**Exercises to complete:**
A. According to the notebook excerpt, the chromatin accessibility mask is added based on spatial proximity to what?
B. Reproduce the notebook excerpt word for word, starting at "Based on spatial" and ending at "gene_peak_mapping_dict=gene_peak_mapping_dict)".
C. List every numbered section heading in the notebook excerpt.

**Text shown:**
== Segment start ==
Next, we will add positional bp annotations to genes and peaks to be able to match spatially proximal peaks to genes.

In [None]:
adata, adata_atac = get_gene_annotations(
    adata=adata,
    adata_atac=adata_atac,
    gtf_file_path=gtf_file_path)

In [None]:
# Display gene annotations
adata.var[["chrom", "chromStart", "chromEnd"]]

In [None]:
# Display peak annotations
adata_atac.var[["chrom", "chromStart", "chromEnd"]]

### 2.5 Add GP Mask to Data

In [None]:
# Add the GP dictionary as binary masks to the adata
add_gps_from_gp_dict_to_adata(
    gp_dict=combined_new_gp_dict,
    adata=adata,
    gp_targets_mask_key=gp_targets_mask_key,
    gp_targets_categories_mask_key=gp_targets_categories_mask_key,
    gp_sources_mask_key=gp_sources_mask_key,
    gp_sources_categories_mask_key=gp_sources_categories_mask_key,
    gp_names_key=gp_names_key,
    min_genes_per_gp=1,
    min_source_genes_per_gp=0,
    min_target_genes_per_gp=0,
    max_genes_per_gp=None,
    max_source_genes_per_gp=None,
    max_target_genes_per_gp=None,
    plot_gp_gene_count_distributions=True)

### 2.6 Add Chromatin Accessibility Mask to Data

Based on spatial proximity to the genes in the GP mask, we will add a chromatin accessibility mask.

In [None]:
gene_peak_mapping_dict = generate_multimodal_mapping_dict(
    adata=adata,
    adata_atac=adata_atac)

In [None]:
adata, adata_atac = add_multimodal_mask_to_adata(
    adata=adata,
    adata_atac=adata_atac,
    gene_peak_mapping_dict=gene_peak_mapping_dict)

print(f"Keeping {len(adata_atac.var_names)} peaks after filtering peaks with "
      "no matching genes in gp mask.")

### 2.7 Explore Data

In [None]:
rna_cluster_colors = create_new_color_dict(
    adata=adata,
    cat_key=rna_cluster_key)

atac_cluster_colors = create_new_color_dict(
    adata=adata,
    cat_key=atac_cluster_key)

In [None]:
print(f"Number of nodes (observations): {adata.layers['counts'].shape[0]}")
print(f"Number of gene node features: {adata.layers['counts'].shape[1]}")
print(f"Number of peak node features: {adata_atac.layers['counts'].shape[1]}")
== Segment end ==
**Dataset extract:**
== Segment start ==
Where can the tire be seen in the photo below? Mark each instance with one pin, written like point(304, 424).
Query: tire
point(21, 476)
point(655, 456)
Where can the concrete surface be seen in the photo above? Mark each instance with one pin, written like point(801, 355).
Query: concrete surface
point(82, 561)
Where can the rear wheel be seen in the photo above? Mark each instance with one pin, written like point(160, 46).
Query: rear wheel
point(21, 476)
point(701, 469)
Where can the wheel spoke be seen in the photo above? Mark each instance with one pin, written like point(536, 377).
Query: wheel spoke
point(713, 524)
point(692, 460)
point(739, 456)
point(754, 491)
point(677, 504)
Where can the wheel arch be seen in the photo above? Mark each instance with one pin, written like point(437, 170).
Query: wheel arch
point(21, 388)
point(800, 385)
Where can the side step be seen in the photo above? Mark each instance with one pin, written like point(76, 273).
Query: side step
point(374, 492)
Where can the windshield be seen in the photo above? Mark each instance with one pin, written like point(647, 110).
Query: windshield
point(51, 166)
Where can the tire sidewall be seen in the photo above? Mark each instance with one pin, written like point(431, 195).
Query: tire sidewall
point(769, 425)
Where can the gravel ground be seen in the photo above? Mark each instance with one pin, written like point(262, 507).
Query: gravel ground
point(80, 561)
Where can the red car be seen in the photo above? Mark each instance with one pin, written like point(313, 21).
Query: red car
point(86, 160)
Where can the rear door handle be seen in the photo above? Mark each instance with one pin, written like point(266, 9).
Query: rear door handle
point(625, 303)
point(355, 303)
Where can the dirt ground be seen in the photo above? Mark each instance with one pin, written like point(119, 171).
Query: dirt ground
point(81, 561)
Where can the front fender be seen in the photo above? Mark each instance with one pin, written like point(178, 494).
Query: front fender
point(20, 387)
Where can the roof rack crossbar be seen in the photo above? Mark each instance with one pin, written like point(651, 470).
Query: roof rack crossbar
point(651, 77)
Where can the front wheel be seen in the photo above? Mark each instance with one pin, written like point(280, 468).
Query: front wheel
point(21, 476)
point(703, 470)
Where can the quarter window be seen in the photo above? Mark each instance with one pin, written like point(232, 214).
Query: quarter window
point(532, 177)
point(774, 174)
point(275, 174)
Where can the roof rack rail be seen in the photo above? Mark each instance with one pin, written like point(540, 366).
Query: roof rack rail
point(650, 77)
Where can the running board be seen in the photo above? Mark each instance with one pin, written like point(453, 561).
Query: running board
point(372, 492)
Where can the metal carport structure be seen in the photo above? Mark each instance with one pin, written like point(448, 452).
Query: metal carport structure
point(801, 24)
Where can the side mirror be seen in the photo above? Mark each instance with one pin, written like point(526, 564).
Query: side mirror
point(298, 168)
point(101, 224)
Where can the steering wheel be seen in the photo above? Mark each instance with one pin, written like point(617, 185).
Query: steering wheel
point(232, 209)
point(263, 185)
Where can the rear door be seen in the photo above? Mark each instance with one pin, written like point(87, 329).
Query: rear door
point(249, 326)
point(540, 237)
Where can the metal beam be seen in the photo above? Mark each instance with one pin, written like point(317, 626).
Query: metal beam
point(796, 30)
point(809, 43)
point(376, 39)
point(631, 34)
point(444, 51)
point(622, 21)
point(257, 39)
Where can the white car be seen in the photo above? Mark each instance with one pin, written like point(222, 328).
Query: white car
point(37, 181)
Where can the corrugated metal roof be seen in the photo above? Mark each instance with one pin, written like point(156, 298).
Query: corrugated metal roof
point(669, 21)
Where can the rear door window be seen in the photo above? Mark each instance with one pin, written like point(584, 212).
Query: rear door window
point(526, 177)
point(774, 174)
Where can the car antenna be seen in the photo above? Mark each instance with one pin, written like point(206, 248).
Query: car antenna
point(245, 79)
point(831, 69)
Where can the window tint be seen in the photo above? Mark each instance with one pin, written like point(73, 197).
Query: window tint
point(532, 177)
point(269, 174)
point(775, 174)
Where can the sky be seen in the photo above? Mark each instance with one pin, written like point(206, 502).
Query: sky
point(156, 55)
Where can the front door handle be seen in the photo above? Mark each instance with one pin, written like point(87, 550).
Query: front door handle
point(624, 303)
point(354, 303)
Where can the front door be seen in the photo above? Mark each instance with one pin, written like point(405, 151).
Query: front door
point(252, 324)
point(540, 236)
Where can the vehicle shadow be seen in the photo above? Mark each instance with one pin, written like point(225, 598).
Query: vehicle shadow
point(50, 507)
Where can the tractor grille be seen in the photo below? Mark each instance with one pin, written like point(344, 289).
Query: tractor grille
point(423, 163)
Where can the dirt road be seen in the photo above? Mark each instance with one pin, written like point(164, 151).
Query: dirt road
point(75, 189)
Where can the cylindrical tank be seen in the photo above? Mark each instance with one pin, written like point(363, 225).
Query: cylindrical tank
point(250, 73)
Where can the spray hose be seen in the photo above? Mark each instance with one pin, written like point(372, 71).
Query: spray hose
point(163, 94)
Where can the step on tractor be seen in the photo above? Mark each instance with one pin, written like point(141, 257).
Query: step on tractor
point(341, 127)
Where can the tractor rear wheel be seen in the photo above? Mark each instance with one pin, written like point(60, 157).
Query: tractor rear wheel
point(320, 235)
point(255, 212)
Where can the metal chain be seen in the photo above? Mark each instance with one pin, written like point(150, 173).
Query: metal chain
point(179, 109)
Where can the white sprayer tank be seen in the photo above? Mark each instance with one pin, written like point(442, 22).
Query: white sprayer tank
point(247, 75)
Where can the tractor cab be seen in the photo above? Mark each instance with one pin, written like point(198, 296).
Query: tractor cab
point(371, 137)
== Segment end ==
**Answers to the tasks:**
A. The genes in the GP mask.

B.
Based on spatial proximity to the genes in the GP mask, we will add a chromatin accessibility mask.

In [None]:
gene_peak_mapping_dict = generate_multimodal_mapping_dict(
    adata=adata,
    adata_atac=adata_atac)

In [None]:
adata, adata_atac = add_multimodal_mask_to_adata(
    adata=adata,
    adata_atac=adata_atac,
    gene_peak_mapping_dict=gene_peak_mapping_dict)

C.
2.5 Add GP Mask to Data
2.6 Add Chromatin Accessibility Mask to Data
2.7 Explore Data